WHAT IS ASKED: Give back every one of the records below word for word, without changing anything.
start
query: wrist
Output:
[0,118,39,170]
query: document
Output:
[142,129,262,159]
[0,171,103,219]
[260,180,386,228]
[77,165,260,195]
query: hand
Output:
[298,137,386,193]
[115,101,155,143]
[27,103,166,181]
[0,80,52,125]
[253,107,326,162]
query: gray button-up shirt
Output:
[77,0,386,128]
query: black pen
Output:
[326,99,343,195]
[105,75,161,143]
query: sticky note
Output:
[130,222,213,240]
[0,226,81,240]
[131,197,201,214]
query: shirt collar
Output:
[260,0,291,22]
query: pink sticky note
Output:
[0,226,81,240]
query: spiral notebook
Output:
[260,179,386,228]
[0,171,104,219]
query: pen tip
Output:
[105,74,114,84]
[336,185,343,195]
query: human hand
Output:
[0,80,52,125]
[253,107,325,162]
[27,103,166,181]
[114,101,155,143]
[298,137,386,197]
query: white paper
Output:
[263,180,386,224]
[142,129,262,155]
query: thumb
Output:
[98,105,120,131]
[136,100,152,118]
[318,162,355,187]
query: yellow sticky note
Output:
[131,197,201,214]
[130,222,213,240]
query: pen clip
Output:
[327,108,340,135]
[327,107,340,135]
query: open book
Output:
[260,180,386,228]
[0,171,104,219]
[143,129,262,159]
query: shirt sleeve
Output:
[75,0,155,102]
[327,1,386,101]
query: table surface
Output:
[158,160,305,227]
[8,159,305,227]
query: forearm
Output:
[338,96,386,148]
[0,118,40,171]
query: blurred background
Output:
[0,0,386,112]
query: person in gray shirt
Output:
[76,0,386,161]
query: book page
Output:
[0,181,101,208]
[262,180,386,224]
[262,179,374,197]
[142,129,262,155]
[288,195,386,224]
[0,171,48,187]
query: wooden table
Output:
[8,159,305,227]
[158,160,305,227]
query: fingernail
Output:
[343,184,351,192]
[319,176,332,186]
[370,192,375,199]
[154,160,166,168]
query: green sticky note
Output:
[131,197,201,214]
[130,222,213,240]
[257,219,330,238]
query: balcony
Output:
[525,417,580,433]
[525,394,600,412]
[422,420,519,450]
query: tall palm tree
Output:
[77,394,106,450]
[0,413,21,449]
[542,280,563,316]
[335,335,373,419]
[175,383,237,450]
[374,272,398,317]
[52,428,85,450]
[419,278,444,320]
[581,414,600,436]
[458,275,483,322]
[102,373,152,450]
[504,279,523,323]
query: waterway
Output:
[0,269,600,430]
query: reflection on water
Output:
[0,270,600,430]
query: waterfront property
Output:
end
CORRECT OUTPUT:
query: wrist
Output:
[0,118,39,170]
query: document
Output:
[142,129,262,159]
[0,171,103,219]
[260,180,386,228]
[77,165,260,195]
query: hand
Output:
[298,137,386,193]
[115,101,155,143]
[27,103,166,181]
[0,80,52,125]
[253,107,326,162]
query: gray button-up shirt
Output:
[77,0,386,128]
query: black pen
Output:
[326,99,343,195]
[105,75,161,143]
query: sticky note
Output:
[130,222,213,240]
[0,226,81,240]
[131,197,201,214]
query: shirt collar
Output:
[260,0,291,22]
query: pink sticky note
Output:
[0,226,81,240]
query: spiral notebook
Output:
[260,179,386,228]
[0,171,104,219]
query: pen tip
Output:
[105,74,114,84]
[336,185,343,195]
query: human hand
Output:
[0,80,52,125]
[253,107,325,162]
[27,103,166,181]
[114,101,155,143]
[298,137,386,197]
query: white paper
Output:
[263,180,386,224]
[142,129,262,155]
query: thumb
Output:
[98,105,120,131]
[136,100,152,118]
[318,162,355,187]
query: yellow sticky note
Output:
[131,197,201,214]
[130,222,213,240]
query: pen clip
Output:
[327,108,340,135]
[327,107,340,135]
query: open book
Output:
[260,180,386,228]
[0,171,104,219]
[143,129,262,159]
query: shirt sleeve
Output:
[75,0,155,102]
[327,1,386,101]
query: table surface
Output:
[158,160,305,227]
[8,159,305,227]
query: forearm
Output:
[338,96,386,148]
[0,118,40,171]
query: blurred background
Output:
[0,0,386,112]
query: person in gray shirt
Output:
[76,0,386,161]
query: book page
Output:
[0,181,101,208]
[262,180,386,224]
[262,179,374,197]
[142,129,262,155]
[288,195,386,224]
[0,171,48,187]
query: wooden table
Output:
[8,159,305,227]
[158,160,305,227]
query: fingernail
Output:
[343,184,351,192]
[319,176,332,186]
[370,192,375,199]
[154,160,166,168]
query: green sticky note
Output:
[131,197,201,214]
[130,222,213,240]
[257,219,330,238]
query: balcony
Output:
[525,417,580,433]
[525,394,600,412]
[422,420,519,450]
query: tall palm tree
Output:
[77,394,106,450]
[0,413,21,449]
[542,280,563,316]
[335,335,373,419]
[175,383,237,450]
[374,272,398,317]
[52,428,85,450]
[419,278,444,320]
[581,414,600,436]
[458,275,483,322]
[102,373,152,450]
[504,279,523,323]
query: waterway
Output:
[0,269,600,430]
query: reflection on water
Output:
[0,270,600,430]
query: waterfront property
Output:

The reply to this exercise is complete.